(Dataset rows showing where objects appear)
____________________
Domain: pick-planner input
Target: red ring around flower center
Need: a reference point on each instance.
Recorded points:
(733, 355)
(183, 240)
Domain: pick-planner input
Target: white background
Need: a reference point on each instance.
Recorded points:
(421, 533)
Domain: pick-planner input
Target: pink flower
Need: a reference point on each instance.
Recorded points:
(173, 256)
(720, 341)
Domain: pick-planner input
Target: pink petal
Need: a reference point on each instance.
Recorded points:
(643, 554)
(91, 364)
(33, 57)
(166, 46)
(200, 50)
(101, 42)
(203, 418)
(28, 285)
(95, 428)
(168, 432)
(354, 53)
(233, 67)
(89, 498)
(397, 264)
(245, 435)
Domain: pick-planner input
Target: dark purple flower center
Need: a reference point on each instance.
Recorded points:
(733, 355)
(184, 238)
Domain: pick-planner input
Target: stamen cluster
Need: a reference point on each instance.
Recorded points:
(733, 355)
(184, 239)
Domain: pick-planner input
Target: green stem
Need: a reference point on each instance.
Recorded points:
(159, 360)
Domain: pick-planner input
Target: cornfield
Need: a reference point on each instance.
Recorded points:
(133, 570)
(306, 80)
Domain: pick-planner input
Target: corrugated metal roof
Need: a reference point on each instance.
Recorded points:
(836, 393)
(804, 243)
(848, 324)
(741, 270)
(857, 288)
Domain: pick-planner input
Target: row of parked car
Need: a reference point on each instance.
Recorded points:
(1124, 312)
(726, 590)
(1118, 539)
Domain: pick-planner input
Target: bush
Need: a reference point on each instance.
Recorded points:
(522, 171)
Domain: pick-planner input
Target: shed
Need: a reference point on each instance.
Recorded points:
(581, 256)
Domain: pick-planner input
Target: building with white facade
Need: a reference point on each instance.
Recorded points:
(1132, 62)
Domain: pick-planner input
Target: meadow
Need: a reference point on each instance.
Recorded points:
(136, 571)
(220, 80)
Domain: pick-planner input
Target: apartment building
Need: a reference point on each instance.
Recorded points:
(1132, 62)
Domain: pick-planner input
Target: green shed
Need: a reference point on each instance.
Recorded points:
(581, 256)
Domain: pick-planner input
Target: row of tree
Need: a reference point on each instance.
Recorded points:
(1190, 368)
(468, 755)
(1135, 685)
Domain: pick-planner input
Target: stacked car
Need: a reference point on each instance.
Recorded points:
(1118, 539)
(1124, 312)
____________________
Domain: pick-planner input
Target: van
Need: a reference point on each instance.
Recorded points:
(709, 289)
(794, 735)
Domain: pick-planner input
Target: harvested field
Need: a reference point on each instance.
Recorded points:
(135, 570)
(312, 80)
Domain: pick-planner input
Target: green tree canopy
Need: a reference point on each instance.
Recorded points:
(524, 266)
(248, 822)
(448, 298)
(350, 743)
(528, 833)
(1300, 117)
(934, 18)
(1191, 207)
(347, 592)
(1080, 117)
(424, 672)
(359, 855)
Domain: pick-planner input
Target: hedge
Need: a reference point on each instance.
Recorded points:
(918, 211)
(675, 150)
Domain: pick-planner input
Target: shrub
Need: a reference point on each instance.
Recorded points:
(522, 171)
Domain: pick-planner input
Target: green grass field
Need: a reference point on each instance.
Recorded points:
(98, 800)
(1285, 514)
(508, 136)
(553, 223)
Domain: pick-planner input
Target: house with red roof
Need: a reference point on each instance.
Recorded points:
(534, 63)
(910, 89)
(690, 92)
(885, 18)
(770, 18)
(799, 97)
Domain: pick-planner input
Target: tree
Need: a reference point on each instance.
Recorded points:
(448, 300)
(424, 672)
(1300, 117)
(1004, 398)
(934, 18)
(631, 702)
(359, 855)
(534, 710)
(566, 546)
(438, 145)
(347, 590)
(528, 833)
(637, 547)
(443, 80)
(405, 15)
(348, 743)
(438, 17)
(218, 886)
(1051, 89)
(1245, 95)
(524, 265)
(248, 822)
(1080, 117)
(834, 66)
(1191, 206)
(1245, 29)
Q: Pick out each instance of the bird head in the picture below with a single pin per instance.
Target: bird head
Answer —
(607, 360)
____________________
> _THE PROBLEM_:
Please pick out and copy every line in the records above that contains the word "center".

> _WRITTEN REPLY_:
Target: red ring around flower center
Target: dark purple flower center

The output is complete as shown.